MATERIAL TO PROCESS section start

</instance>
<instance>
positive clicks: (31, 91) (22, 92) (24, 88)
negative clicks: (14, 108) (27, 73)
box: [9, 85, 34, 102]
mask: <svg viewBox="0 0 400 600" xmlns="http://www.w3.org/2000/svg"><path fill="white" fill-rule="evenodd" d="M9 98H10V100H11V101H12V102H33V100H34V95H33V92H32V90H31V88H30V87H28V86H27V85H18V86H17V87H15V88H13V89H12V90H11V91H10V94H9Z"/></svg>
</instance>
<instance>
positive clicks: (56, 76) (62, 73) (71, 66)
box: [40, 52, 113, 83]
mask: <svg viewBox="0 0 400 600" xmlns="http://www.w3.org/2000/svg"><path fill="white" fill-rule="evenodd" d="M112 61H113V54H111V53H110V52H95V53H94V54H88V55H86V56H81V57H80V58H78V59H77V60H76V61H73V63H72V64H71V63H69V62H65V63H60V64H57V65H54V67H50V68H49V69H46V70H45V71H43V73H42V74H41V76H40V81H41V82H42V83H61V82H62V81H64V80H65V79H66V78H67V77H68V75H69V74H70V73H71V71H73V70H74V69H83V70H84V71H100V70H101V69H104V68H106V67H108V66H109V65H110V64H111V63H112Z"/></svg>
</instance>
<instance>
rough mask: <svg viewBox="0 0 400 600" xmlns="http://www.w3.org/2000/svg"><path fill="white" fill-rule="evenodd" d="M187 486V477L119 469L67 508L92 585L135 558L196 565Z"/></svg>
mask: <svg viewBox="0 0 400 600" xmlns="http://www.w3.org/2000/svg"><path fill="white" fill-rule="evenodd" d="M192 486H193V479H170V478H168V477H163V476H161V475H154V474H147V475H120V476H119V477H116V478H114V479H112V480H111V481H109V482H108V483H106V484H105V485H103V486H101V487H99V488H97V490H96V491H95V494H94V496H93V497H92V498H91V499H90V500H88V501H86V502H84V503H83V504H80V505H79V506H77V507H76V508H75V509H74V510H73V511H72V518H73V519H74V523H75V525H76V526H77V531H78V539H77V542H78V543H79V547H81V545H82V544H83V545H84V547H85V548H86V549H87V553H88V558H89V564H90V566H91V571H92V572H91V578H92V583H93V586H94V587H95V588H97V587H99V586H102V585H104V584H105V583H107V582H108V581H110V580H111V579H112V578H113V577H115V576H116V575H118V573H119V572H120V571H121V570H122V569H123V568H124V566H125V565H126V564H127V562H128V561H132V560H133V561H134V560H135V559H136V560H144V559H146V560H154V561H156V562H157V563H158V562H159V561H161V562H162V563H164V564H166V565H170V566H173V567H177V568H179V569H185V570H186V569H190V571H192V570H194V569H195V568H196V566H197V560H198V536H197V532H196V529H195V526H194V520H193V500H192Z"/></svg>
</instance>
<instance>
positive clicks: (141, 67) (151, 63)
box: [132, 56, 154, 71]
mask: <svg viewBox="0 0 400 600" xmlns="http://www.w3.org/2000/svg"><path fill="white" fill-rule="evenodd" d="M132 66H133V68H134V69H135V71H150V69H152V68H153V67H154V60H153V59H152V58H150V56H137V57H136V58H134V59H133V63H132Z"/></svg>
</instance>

MATERIAL TO PROCESS section end

PROBLEM TO SOLVE: The answer is every entry, copied word for word.

YOUR SOLUTION:
</instance>
<instance>
positive clicks: (31, 91) (22, 92) (24, 88)
negative clicks: (14, 108) (27, 73)
box: [9, 85, 34, 102]
mask: <svg viewBox="0 0 400 600" xmlns="http://www.w3.org/2000/svg"><path fill="white" fill-rule="evenodd" d="M9 98H10V100H11V101H12V102H33V100H34V95H33V92H32V90H31V88H30V87H28V86H27V85H18V86H17V87H15V88H13V89H12V90H11V91H10V94H9Z"/></svg>
</instance>
<instance>
positive clicks: (56, 76) (62, 73) (71, 66)
box: [40, 52, 113, 83]
mask: <svg viewBox="0 0 400 600" xmlns="http://www.w3.org/2000/svg"><path fill="white" fill-rule="evenodd" d="M112 61H113V54H111V53H110V52H95V53H94V54H88V55H86V56H81V57H80V58H78V59H77V60H76V61H73V63H72V64H71V63H69V62H65V63H60V64H57V65H54V67H50V68H49V69H46V70H45V71H43V73H42V74H41V76H40V81H41V82H42V83H61V82H62V81H64V80H65V79H66V78H67V77H68V75H69V74H70V73H71V71H73V70H74V69H83V70H84V71H100V70H101V69H104V68H106V67H108V66H109V65H110V64H111V63H112Z"/></svg>
</instance>
<instance>
rough mask: <svg viewBox="0 0 400 600" xmlns="http://www.w3.org/2000/svg"><path fill="white" fill-rule="evenodd" d="M187 486V477L119 469L67 508L92 585L135 558L196 565Z"/></svg>
mask: <svg viewBox="0 0 400 600" xmlns="http://www.w3.org/2000/svg"><path fill="white" fill-rule="evenodd" d="M192 486H193V479H170V478H168V477H163V476H161V475H154V474H147V475H120V476H119V477H116V478H114V479H112V480H111V481H109V482H108V483H106V484H105V485H103V486H101V487H99V488H97V490H96V491H95V494H94V496H93V497H92V498H91V499H90V500H88V501H86V502H84V503H83V504H80V505H79V506H77V507H76V508H75V509H74V510H73V511H72V518H73V519H74V523H75V525H76V526H77V531H78V539H77V542H78V543H79V547H81V545H82V544H83V545H84V547H85V548H86V549H87V553H88V558H89V564H90V566H91V571H92V572H91V578H92V583H93V586H94V587H95V588H97V587H99V586H102V585H104V584H105V583H107V582H108V581H110V580H111V579H112V578H113V577H115V576H116V575H118V573H119V572H120V571H121V570H122V569H123V568H124V566H125V565H126V564H127V562H128V561H132V560H133V561H134V560H135V559H136V560H144V559H146V560H154V561H156V562H157V563H158V562H159V561H161V562H162V563H164V564H166V565H170V566H173V567H177V568H179V569H185V570H186V569H190V571H192V570H194V569H195V568H196V566H197V560H198V536H197V532H196V529H195V526H194V520H193V500H192Z"/></svg>
</instance>
<instance>
positive clicks: (141, 67) (151, 63)
box: [132, 56, 154, 71]
mask: <svg viewBox="0 0 400 600" xmlns="http://www.w3.org/2000/svg"><path fill="white" fill-rule="evenodd" d="M132 66H133V68H134V69H135V71H150V69H152V68H153V67H154V60H153V59H152V58H150V56H137V57H136V58H134V59H133V63H132Z"/></svg>
</instance>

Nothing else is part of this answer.